Report each line of the records that contains the string "with", reproducing every such line in full.

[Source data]
________________________________________
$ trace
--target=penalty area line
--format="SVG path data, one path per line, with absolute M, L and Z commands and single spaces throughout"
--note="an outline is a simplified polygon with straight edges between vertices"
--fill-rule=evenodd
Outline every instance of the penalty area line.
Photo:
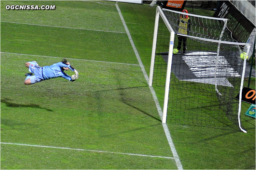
________________________________________
Response:
--format="SVG path data, one path per line, with absolute M, L and Z commands and single spaces throughout"
--note="an outline is a simplified polygon with straight edges between vertices"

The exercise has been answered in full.